• DATA:
..............................

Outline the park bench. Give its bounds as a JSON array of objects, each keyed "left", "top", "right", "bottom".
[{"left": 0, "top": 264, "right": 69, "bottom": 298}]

..............................

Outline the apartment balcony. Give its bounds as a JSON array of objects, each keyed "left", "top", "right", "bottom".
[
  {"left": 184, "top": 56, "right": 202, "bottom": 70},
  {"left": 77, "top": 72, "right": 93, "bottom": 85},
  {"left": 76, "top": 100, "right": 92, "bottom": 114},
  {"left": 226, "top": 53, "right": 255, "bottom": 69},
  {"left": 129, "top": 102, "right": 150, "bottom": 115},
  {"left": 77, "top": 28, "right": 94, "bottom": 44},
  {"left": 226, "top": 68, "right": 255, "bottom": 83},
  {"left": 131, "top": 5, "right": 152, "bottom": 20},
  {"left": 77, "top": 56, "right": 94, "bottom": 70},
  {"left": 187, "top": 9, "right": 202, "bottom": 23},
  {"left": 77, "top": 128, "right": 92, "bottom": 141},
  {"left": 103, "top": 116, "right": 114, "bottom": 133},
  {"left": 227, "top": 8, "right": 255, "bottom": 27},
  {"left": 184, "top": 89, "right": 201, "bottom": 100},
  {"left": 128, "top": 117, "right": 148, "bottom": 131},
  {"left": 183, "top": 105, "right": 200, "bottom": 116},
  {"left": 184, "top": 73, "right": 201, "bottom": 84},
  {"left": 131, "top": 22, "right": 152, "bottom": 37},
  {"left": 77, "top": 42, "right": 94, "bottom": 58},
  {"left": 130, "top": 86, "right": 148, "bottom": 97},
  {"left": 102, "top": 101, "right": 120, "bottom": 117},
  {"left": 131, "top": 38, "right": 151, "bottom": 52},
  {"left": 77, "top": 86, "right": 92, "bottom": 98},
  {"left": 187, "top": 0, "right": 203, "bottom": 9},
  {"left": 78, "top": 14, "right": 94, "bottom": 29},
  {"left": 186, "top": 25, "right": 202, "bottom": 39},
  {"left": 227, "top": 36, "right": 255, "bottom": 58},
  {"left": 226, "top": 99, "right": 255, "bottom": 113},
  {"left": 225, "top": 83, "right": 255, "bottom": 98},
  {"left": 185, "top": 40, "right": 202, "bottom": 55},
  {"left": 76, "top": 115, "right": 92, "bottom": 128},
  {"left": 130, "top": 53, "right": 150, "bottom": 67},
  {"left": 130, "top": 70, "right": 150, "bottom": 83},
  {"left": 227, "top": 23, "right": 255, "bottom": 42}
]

..............................

• DIRECTION:
In the entries above, how many lines contain the string "each"? Reply with the number alone.

• THE COMPLETED TASK:
2